··· DATA EXTRACT

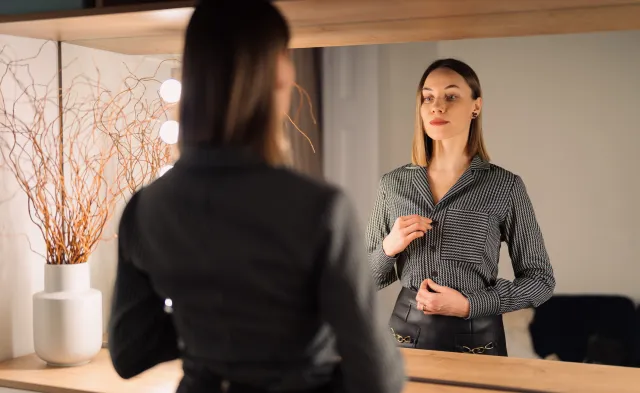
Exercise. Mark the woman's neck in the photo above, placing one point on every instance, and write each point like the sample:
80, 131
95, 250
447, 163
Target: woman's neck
449, 156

······

**WORK REQUIRED:**
Before printing the records again, strip out the pictures; change nothing else.

**ANSWER SPACE:**
Exercise. Mark the woman's neck in the photo above, placing one point on every instance, and write each point like the sample:
80, 131
95, 250
447, 163
Target: woman's neck
449, 156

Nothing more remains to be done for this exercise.